Rewrite the material below as a JSON list of strings, one per line with blank lines dropped, covering only the part that opens with the first line of the material and closes with the line containing "152 119 L 160". Leave the pictures out.

[Records from a data collection]
%%

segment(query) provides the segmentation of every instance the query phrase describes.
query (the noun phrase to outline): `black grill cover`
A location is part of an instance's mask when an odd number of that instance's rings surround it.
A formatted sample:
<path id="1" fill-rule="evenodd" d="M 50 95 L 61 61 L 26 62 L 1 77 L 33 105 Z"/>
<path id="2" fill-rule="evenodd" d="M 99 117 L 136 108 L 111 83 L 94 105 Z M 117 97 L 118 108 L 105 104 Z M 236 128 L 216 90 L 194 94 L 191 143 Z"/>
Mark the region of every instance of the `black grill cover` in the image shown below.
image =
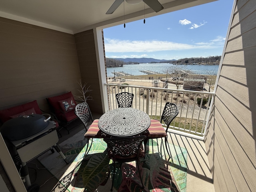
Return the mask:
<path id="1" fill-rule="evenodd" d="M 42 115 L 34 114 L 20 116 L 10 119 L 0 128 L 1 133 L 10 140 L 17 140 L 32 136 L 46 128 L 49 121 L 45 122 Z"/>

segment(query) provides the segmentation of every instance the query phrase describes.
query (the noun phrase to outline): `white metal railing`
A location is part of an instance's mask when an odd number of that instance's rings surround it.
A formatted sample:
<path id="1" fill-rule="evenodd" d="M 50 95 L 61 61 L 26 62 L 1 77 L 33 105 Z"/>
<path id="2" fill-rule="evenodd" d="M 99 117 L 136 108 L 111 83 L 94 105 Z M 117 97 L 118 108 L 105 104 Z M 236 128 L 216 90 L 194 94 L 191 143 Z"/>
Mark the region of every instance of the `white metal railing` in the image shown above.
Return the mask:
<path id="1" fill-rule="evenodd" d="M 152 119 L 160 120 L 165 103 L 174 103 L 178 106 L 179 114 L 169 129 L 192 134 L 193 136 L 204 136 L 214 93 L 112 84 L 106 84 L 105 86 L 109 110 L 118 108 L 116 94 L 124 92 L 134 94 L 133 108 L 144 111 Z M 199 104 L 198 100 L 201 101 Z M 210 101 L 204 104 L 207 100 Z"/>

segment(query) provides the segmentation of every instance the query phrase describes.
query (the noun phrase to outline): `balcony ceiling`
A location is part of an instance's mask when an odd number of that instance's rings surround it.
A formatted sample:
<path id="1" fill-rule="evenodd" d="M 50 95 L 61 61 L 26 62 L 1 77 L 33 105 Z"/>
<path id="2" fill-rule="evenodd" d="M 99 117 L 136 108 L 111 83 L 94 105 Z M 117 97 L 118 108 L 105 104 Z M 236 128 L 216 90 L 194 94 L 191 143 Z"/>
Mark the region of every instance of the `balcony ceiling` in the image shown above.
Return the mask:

%%

• [Exercise result]
[
  "segment(query) provides the segmentation of every instance the query phrase describes.",
  "query (the noun phrase to outline): `black grill cover`",
  "A location is part of an instance's mask when an odd number of that instance's rings surround it.",
  "A formatted sample:",
  "<path id=\"1\" fill-rule=\"evenodd\" d=\"M 50 95 L 61 61 L 26 62 L 1 77 L 33 105 Z\"/>",
  "<path id=\"2\" fill-rule=\"evenodd\" d=\"M 99 117 L 136 108 L 111 83 L 94 105 Z M 117 97 L 118 108 L 105 104 Z M 236 128 L 216 90 L 194 94 L 191 143 Z\"/>",
  "Mark the region of every instance of the `black grill cover` in the image shown below.",
  "image =",
  "Return the mask:",
  "<path id=\"1\" fill-rule=\"evenodd\" d=\"M 42 115 L 34 114 L 20 116 L 10 119 L 0 128 L 1 133 L 10 140 L 17 140 L 32 136 L 46 128 L 49 121 L 45 122 Z\"/>",
  "segment(query) provides the segmentation of every instance the query phrase describes.",
  "query (the noun phrase to outline): `white metal railing`",
  "A location is part of an instance's mask when an odd number of that instance's rings surround it.",
  "A formatted sample:",
  "<path id=\"1\" fill-rule=\"evenodd\" d=\"M 50 95 L 61 61 L 26 62 L 1 77 L 33 105 Z\"/>",
  "<path id=\"2\" fill-rule=\"evenodd\" d=\"M 99 117 L 136 108 L 111 83 L 94 105 Z M 117 97 L 118 108 L 105 104 Z M 236 128 L 216 90 L 194 94 L 191 143 Z\"/>",
  "Mark the region of every instance of the `white metal railing` in the image shown above.",
  "Return the mask:",
  "<path id=\"1\" fill-rule=\"evenodd\" d=\"M 152 119 L 160 120 L 165 103 L 174 103 L 178 106 L 179 114 L 169 129 L 192 134 L 193 136 L 204 136 L 214 93 L 112 84 L 106 84 L 105 86 L 109 110 L 118 108 L 116 94 L 124 92 L 134 94 L 133 108 L 144 111 Z M 199 104 L 198 100 L 201 101 Z M 210 101 L 204 104 L 207 100 Z\"/>"
]